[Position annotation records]
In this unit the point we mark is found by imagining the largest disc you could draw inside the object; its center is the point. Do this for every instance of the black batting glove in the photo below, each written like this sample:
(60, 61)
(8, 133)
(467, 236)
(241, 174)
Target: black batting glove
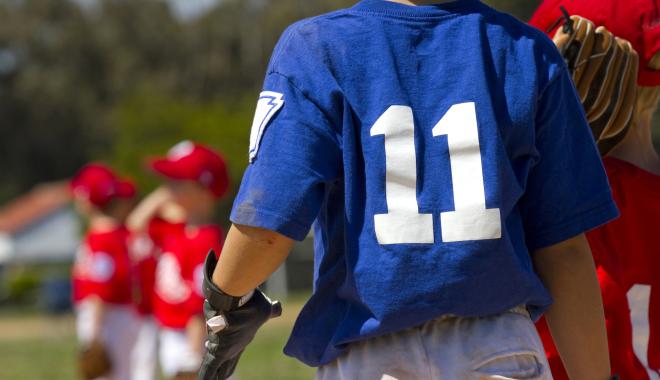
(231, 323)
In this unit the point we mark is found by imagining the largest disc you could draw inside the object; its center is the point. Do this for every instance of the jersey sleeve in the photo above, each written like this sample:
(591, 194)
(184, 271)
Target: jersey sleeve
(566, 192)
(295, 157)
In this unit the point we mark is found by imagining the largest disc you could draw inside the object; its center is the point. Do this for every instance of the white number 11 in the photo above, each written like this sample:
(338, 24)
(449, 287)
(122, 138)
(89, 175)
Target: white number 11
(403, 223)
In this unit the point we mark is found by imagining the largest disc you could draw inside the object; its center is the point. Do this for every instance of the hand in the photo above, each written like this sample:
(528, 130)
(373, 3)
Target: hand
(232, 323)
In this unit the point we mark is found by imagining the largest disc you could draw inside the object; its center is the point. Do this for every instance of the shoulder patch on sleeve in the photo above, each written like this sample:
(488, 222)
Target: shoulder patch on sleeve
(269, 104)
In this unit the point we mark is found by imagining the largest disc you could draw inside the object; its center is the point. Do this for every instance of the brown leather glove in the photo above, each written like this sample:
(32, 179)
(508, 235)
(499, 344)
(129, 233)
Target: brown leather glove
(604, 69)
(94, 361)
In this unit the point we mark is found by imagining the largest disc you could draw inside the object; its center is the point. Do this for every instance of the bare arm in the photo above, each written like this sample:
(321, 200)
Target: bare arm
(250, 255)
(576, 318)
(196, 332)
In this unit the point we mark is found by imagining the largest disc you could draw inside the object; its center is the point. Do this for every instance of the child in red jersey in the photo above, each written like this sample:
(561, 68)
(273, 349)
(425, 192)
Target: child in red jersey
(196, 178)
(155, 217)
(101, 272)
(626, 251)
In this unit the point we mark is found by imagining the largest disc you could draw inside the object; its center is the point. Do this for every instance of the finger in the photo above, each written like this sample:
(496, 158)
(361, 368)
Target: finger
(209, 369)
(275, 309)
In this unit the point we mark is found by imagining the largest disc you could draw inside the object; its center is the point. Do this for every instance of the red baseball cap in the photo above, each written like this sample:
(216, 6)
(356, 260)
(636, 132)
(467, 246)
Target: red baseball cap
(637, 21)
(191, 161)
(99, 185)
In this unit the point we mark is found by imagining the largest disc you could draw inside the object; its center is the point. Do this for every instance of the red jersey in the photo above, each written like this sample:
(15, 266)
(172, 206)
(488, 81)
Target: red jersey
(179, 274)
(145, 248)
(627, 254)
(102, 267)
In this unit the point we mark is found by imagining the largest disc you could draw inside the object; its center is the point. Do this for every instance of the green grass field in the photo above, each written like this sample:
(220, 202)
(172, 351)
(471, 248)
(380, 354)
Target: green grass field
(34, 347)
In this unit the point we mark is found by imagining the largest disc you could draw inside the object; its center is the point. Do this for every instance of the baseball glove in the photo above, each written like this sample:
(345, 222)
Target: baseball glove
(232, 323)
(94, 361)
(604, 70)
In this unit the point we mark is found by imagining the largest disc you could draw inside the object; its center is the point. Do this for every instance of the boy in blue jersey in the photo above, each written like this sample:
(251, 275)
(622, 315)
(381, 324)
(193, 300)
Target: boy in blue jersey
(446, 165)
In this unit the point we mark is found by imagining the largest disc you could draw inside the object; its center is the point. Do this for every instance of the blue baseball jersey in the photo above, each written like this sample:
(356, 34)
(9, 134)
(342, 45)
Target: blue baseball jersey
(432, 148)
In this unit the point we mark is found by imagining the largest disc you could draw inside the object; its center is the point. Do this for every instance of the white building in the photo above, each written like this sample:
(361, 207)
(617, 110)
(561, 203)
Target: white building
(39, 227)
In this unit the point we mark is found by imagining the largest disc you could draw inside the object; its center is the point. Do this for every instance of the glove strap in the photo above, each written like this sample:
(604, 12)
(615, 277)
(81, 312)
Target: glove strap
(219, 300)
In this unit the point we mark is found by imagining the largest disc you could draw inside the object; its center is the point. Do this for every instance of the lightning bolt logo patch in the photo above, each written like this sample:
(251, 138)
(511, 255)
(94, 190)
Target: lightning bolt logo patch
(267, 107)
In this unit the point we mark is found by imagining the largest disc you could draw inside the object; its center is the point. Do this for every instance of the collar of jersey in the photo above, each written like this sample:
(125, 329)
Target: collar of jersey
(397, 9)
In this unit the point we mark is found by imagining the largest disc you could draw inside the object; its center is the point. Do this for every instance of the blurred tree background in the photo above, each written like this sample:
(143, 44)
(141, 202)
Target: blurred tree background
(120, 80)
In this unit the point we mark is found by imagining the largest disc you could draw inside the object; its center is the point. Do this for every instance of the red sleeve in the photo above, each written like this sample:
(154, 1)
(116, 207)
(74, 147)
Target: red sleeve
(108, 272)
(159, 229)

Aim → All the lines above are to be given again exactly as they read, with the pictures removed.

Task solution →
In this unit the point we mark is found by imagining the largest disc you could draw inside the object; its center is the point. Do this for every instance of the black batting glove in the photo below, each written like this sample:
(60, 61)
(8, 133)
(467, 236)
(241, 174)
Target: black batting glove
(231, 323)
In this unit the point we mark is found by imagining the largest disc you could draw inside the object; its center is the point. Do this for every instance of the jersey sleeve in the photo above, each written like this sample:
(591, 194)
(184, 271)
Target: jersey sleeve
(566, 192)
(295, 157)
In this unit the point we mark is found by imagining the largest disc you could draw inside the object; its center is the point. Do this for every instance of the white number 11 in the photo above, each written like this sample:
(338, 24)
(449, 287)
(122, 138)
(89, 175)
Target: white number 11
(403, 223)
In this unit the point we mark is found by imagining the largest disc you could draw inside the object; its center is the point. Do this for every instance of the hand in the photo above, each written like this sample:
(528, 130)
(373, 3)
Target: hand
(232, 323)
In this unit the point we mark is found by imagining the largest disc you could draw inside the object; its center is the point. Do this for every instance of the shoulder patch on sleeve in the photo above, each written like this sample:
(488, 222)
Target: shoulder patch on sleeve
(269, 104)
In this unit the point we mark is found by imagining the largest disc you could draw inside the object; its center is the point. Do this for every instance of the brown leather glove in the photo above, each written like this sample:
(32, 179)
(508, 235)
(499, 344)
(129, 233)
Target: brown leather glove
(604, 69)
(94, 361)
In this unit the point we mark is found by imagining the largest disc you could draw inside the object; its center is the point. Do this for every instance of the bare arm in the photo above, each written like this sample:
(321, 200)
Target: bare arm
(250, 255)
(576, 318)
(196, 332)
In this unit the point we mark is found by imagining the largest disc you could draw inside the object; its center is the point. Do this for every instance of the child in red jersey in the photo above, each written like this sample:
(561, 68)
(273, 349)
(425, 192)
Target: child in red jersey
(196, 178)
(155, 217)
(101, 272)
(626, 251)
In this unit the point we mark is found by imagining the largest disc you could draw inside the object; its center is the point. Do this for every instance of the finger in the photo above, each written like this sample:
(496, 158)
(361, 368)
Target: finger
(209, 369)
(275, 309)
In this unit the point we mark is found by imagining the largest disc you could draw inside the object; its center is the point. Do this for every instance of the red baseball cap in the photo above, each written like this sample:
(216, 6)
(356, 260)
(636, 132)
(467, 246)
Target: red baseball cap
(637, 21)
(191, 161)
(99, 185)
In this unit the point we mark is found by imagining the largest disc you could draw inside the object; its center is the point. Do this for every instance of the red jersey in the photo above, each written like this sample:
(15, 266)
(172, 206)
(488, 81)
Target: red jersey
(179, 274)
(145, 248)
(627, 254)
(102, 267)
In this unit the point we mark is found by imagining the largest disc you could draw inside the object; its center is the point. Do this for every instance of the green grass field in the photo above, each written like this sample:
(220, 202)
(172, 351)
(471, 248)
(380, 354)
Target: green grass field
(34, 347)
In this unit the point we mark is found by imagining the largest disc you could draw inside the object; its center is the point. Do this for every instance of the baseball glove in the photo above, each written like this sample:
(345, 222)
Target: baseball glove
(232, 323)
(94, 361)
(604, 70)
In this unit the point we mark is found by imagining the largest disc you could draw inside the object; its center is the point. Do this for every instance of the boy in blue jersey in the photo above, each written like this sample:
(251, 275)
(622, 315)
(381, 324)
(193, 300)
Target: boy in blue jersey
(446, 165)
In this unit the point we mark is found by imagining the largest disc you could draw inside the object; its center is the point. Do this for every instance of the blue baseball jersey in the photo above, each written like this sample:
(356, 34)
(9, 134)
(342, 45)
Target: blue baseball jersey
(432, 148)
In this unit the point we mark is found by imagining the largest disc you could draw inside the object; its center is the point. Do this for every instance of the white building in the photo above, each written like this sample:
(361, 207)
(617, 110)
(561, 203)
Target: white building
(39, 227)
In this unit the point we mark is found by imagining the largest disc you could draw inside the object; its center is the point. Do this for every instance of the glove strap in the photo above, each written like this sample:
(604, 12)
(615, 277)
(81, 312)
Target: glove strap
(219, 300)
In this unit the point we mark is found by imagining the largest disc you could draw inside the object; its center is the point. Do this for every instance of the lightning bolt logo patch in the photo above, each written like this sample:
(251, 138)
(511, 255)
(94, 190)
Target: lightning bolt logo patch
(267, 107)
In this unit the point we mark is found by imagining the largest disc you could draw inside the object; its center is the point. Do this for every instance of the collar of jersey in the photo above, each written like this sample:
(125, 329)
Target: collar of jersey
(397, 9)
In this unit the point we mark is found by imagining the largest disc you could draw inside the object; its center is the point. Do this for every instance of the blurred tree background in the photo above, each written like this sample:
(143, 44)
(141, 202)
Target: blurred tree background
(120, 80)
In this unit the point we mark is found by imagining the largest disc you could draw inside the object; its center is the point. Do this for every instance of the red sleeve in the photo above, each written like this sample:
(154, 1)
(116, 207)
(74, 147)
Target: red sleeve
(108, 272)
(159, 229)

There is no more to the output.